• [Challenge] Pull out the lines of the listing below verbatim, from its start up to and including the line that contains "column 64, row 310". Omit the pictures from your answer.

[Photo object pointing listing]

§

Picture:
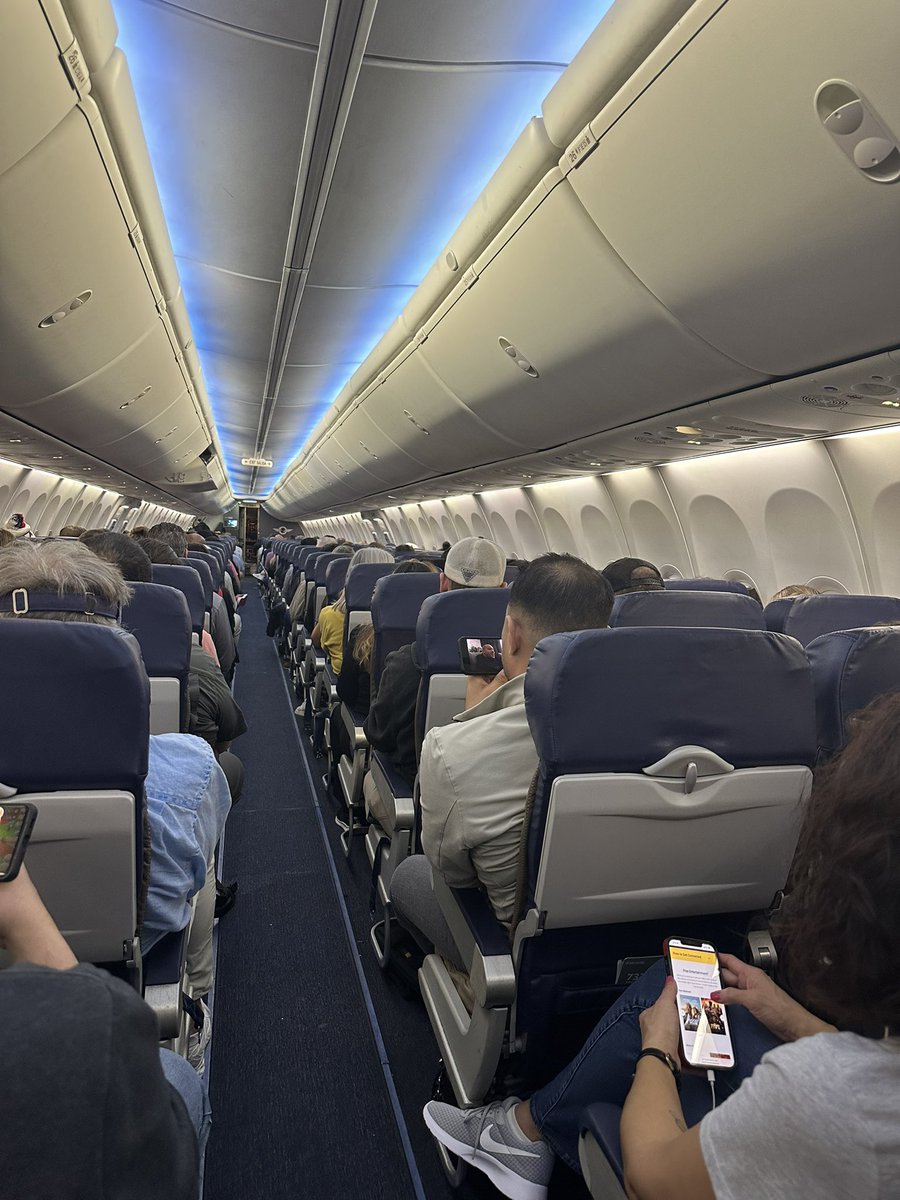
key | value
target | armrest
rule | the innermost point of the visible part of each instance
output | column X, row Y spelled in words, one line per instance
column 483, row 942
column 353, row 724
column 601, row 1122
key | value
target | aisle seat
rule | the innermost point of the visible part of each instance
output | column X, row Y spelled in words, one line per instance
column 75, row 709
column 443, row 619
column 850, row 670
column 673, row 772
column 160, row 619
column 810, row 617
column 688, row 609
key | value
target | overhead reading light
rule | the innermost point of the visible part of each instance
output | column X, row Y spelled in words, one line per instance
column 64, row 310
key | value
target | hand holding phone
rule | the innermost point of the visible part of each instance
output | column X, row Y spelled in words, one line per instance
column 705, row 1036
column 16, row 825
column 480, row 655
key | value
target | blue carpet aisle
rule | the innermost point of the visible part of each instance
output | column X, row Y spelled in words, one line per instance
column 299, row 1095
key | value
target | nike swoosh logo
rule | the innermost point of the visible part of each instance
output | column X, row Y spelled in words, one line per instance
column 489, row 1143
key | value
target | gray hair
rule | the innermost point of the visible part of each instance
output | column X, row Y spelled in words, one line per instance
column 367, row 555
column 65, row 568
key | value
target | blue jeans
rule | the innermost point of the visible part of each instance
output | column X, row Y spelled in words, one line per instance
column 603, row 1069
column 192, row 1091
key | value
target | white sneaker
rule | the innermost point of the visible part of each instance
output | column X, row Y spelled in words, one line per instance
column 491, row 1140
column 199, row 1041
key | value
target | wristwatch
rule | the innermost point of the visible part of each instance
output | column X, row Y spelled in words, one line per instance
column 665, row 1057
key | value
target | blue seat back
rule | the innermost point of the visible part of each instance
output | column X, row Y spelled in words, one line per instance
column 810, row 617
column 443, row 621
column 75, row 709
column 707, row 586
column 694, row 610
column 335, row 576
column 850, row 670
column 191, row 585
column 610, row 702
column 396, row 603
column 161, row 621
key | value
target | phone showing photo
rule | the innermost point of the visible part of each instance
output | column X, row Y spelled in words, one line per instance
column 706, row 1038
column 16, row 825
column 480, row 655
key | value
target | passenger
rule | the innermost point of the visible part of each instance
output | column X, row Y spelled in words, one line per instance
column 633, row 575
column 474, row 774
column 328, row 631
column 187, row 795
column 354, row 683
column 808, row 1110
column 90, row 1107
column 215, row 713
column 390, row 725
column 796, row 589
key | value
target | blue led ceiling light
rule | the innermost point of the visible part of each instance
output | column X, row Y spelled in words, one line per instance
column 472, row 157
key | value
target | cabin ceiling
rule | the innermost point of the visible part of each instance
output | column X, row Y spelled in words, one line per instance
column 312, row 159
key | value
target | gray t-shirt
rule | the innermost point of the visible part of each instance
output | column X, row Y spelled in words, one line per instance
column 85, row 1110
column 817, row 1117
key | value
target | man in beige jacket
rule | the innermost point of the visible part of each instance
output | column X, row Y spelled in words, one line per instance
column 474, row 774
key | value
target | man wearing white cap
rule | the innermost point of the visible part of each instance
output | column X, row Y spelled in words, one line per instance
column 390, row 724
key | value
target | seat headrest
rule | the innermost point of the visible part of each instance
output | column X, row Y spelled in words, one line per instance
column 335, row 576
column 161, row 621
column 321, row 567
column 850, row 670
column 449, row 616
column 191, row 583
column 810, row 617
column 75, row 707
column 397, row 599
column 623, row 699
column 361, row 583
column 707, row 586
column 688, row 610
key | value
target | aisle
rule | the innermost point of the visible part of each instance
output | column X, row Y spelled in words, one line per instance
column 299, row 1095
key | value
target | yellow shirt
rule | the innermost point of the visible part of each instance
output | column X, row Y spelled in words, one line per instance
column 331, row 631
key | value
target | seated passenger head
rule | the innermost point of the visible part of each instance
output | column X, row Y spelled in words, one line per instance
column 840, row 934
column 173, row 535
column 123, row 552
column 552, row 594
column 633, row 575
column 795, row 589
column 414, row 567
column 473, row 563
column 61, row 568
column 160, row 552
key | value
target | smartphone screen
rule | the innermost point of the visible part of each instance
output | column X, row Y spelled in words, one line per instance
column 706, row 1041
column 480, row 655
column 16, row 823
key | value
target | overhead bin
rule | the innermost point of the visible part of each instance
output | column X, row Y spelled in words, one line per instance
column 619, row 45
column 65, row 261
column 724, row 191
column 557, row 339
column 35, row 94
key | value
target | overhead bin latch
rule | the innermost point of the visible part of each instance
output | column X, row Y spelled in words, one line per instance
column 858, row 132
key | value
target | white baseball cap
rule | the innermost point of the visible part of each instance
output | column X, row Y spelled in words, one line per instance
column 475, row 563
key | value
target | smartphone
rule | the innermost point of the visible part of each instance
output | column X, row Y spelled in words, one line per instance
column 480, row 655
column 16, row 825
column 703, row 1023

§

• [Result for this task]
Picture:
key | value
target | armrest
rule | the innermost point of the visible part of each instance
output | column X, row Y spelled in words, one line per instance
column 483, row 942
column 353, row 724
column 601, row 1122
key | value
target | aisle seat
rule | the innermost point of the visible part of each instance
output | column X, row Y spelled in words, one line per instance
column 75, row 709
column 443, row 619
column 850, row 670
column 673, row 772
column 160, row 619
column 810, row 617
column 688, row 609
key | value
target | overhead reading light
rule | the innermost point of the visible part of each instance
output | column X, row Y spelled in words, one line per instance
column 64, row 310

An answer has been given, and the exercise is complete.